### Alıntılanan Metin ###
Abaküs Yazılım
Hukuk Genel Kurulu
Esas No: 2010/9-711
Karar No: 2011/26

Yargıtay Hukuk Genel Kurulu 2010/9-711 Esas 2011/26 Karar Sayılı İlamı

Hukuk Genel Kurulu         2010/9-711 E.  ,  2011/26 K.

    "İçtihat Metni"

    MAHKEMESİ : Adana 1. İş Mahkemesi
    TARİHİ : 04/10/2010
    NUMARASI : 2010/382-2010/620

           Taraflar arasındaki “Kıdem ve ihbar tazminatı” davasından dolayı yapılan yargılama sonunda; Adana 1.İş Mahkemesince davanın kabulüne dair verilen 25.2.2008 gün ve 2006/1252 E. 2008/118 K. Sayılı kararın incelenmesi davalı vekili tarafından istenilmesi üzerine, Yargıtay 9.Hukuk Dairesinin 25.3.2010 gün ve  2008/21880 E. 2010/8101  K. sayılı ilamı ile;
     (...Davacı; davalı meyve suyu üretimi yapılan işyerinde,01.08.1997/03.07.2006 tarihleri arasında şurup hazırlama elemanı olarak çalıştığını, 30.06.2006 tarihinde meyve suları hazırlanmasında tatlandırıcı koymadığı iddiası ile zarara uğradığını gerekçe gösteren işverenin iş sözleşmesini fesih ettiğini Üretim aşamasında üstlerinde gıda mühendisi ile vardiya amiri bulunduğunu; sorumluğunun bulunmadığını, ayrıca feshin süresinde yapılmadığını savunmuştur.
    Davalı; davacının eylemi ile 10.000.TL zarara uğradığını, feshin haklı nedene dayandığını savunmuştur.
    Mahkemece; feshin altı günlük yasal süreden sonra yapıldığı ayrıca davacının meydana gelen zararda sorumluluğunun bulunmadığı gerekçesi ile davanın kabulüne karar verilmiştir.
    İş sözleşmesinin, işçinin işverene zarar vermesi nedeniyle ve haklı olarak işverence feshedilip feshedilmediği noktasında taraflar arasında uyuşmazlık söz konusudur.
    4857 sayılı İş Kanununun 25 II- ( ı ) bendinde, işverenin malı olan veya eli altında bulunan makine, tesisat, başka eşya ya da maddelere 30 günlük ücreti tutarını aşacak şekilde zarar vermesi halinde işverenin haklı fesih imkanının bulunduğu hususu düzenlenmiştir.
    İşçinin kusursuz olduğunun ortaya çıkması halinde işverenin haklı fesih imkanı olmadığı gibi, işçinin kusuru belli bir yüzde ya da belli bir oran olarak saptanmışsa; zararın miktarı da bu kusur nispetinde azaltıldıktan sonra otuz günlük ücreti aşıp aşmadığına bakılmalıdır.
###
◆ Yapılacak Görevler
**1)** Karar metninde "Davacı; davalı meyve suyu üretimi" sözleriyle başlayan paragrafı, temel bilgilerini koruyarak daha kısa biçimde yeniden yazın.
**2)** Karar metnine göre davalı, davacının eylemi yüzünden ne kadar zarara uğradığını ileri sürmüştür?
**3)** Karar metnini, gösterilen son cümlenin ardından sürdürün.
### Çıkarılan Malzeme ###
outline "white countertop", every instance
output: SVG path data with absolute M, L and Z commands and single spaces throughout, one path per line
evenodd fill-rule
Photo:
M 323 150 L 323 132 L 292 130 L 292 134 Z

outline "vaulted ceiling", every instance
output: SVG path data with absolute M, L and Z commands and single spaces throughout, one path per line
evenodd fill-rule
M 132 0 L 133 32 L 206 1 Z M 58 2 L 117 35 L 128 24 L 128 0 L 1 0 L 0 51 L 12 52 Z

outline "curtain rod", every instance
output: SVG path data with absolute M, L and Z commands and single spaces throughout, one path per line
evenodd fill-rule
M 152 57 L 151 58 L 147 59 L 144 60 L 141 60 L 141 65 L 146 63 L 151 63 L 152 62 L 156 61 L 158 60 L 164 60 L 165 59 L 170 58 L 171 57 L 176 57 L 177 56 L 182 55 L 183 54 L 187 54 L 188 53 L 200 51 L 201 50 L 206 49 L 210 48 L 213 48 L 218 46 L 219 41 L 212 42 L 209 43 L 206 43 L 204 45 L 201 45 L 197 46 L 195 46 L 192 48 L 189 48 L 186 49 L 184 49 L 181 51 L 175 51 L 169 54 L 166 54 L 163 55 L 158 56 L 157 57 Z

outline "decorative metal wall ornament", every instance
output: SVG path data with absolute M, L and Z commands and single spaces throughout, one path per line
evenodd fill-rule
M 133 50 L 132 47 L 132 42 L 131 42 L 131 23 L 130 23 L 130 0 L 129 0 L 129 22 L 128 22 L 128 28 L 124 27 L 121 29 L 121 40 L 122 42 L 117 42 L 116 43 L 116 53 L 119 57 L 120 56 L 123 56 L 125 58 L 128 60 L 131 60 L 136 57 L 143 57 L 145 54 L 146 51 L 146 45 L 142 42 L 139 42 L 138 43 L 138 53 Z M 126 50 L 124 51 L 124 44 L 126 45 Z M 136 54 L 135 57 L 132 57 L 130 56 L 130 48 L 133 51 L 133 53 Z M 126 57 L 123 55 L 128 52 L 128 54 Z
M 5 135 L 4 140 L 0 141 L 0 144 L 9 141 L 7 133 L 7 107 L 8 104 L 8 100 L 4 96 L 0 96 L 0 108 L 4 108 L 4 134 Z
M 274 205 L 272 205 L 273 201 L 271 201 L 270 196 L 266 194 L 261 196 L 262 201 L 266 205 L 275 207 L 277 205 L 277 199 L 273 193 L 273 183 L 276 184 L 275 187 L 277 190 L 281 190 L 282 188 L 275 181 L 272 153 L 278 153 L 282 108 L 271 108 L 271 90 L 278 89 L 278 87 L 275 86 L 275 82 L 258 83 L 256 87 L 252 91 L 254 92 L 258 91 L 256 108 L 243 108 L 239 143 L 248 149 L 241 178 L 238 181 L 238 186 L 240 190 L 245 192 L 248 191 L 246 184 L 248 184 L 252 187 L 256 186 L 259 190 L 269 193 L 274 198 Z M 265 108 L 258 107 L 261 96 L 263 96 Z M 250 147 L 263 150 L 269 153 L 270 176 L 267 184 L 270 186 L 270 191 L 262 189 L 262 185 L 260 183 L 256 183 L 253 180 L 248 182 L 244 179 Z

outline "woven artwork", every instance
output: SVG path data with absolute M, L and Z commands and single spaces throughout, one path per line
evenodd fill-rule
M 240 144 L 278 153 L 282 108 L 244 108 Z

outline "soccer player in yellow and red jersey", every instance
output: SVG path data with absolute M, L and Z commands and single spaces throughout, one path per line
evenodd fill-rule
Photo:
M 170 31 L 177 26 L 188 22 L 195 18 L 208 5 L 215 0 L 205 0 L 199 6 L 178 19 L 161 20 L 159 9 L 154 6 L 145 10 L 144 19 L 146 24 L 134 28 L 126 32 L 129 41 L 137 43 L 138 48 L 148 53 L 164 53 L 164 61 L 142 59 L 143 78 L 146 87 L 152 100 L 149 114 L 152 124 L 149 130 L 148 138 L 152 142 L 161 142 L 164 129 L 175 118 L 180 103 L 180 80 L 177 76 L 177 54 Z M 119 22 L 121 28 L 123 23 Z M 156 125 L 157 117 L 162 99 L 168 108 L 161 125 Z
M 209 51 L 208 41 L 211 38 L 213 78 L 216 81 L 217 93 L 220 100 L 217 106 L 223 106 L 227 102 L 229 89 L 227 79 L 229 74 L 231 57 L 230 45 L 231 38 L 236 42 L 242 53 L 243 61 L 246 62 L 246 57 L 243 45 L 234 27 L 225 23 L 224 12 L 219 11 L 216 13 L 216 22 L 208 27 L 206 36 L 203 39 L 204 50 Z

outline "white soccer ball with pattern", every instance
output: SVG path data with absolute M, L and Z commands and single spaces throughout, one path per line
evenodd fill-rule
###
◆ Görevlerin Yanıtları
**1)** Davacı, 01.08.1997 ile 03.07.2006 arasında davalının meyve suyu üretim işyerinde şurup hazırlama elemanı olarak çalışmıştır. İşveren, davacının 30.06.2006'da meyve sularına tatlandırıcı koymadığını ve bu yüzden zarara uğradığını gerekçe göstererek iş sözleşmesini feshetmiştir. Davacı, üretimde üstlerinin gıda mühendisi ve vardiya amiri olduğunu, bu nedenle sorumluluğu bulunmadığını ve feshin süresinde yapılmadığını savunmuştur.

**2)** 10.000 TL.

**3)**
    Zararın işçinin kasıtlı davranışından ya da taksirli eyleminden kaynaklanmasının herhangi farkı bulunmamaktadır. Örneğin işverene ait iş makinesi paletlerine kasten metal cisim sokmak suretiyle zarar veren işçinin ve trafik kazası sonucu işvereni zarara uğratan işçinin aynı şekilde iş sözleşmeleri haklı nedenle sona erdirilebilir.
    İşçinin kusuru ve zararı, ayrı ayrı uzman kişilerce belirlenmelidir.
    Bu noktada zarar tutarı ile karşılaştırılacak olan işçinin 30 günlük ücretinin bürüt ya da net ücret olduğu noktasında 4857 sayılı İş Kanununda herhangi bir açıklık olmasa da, bu durumda işçi lehine yorum ilkesi uyarınca bürüt ücretin esas alınması gerekir.
    30 gün, bir aydan farklı bir kavramdır. Bu noktada işçiye aylık olarak ödenen ücret yerine, günlük yevmiyesinin 30 katı tutarı dikkate alınmalıdır.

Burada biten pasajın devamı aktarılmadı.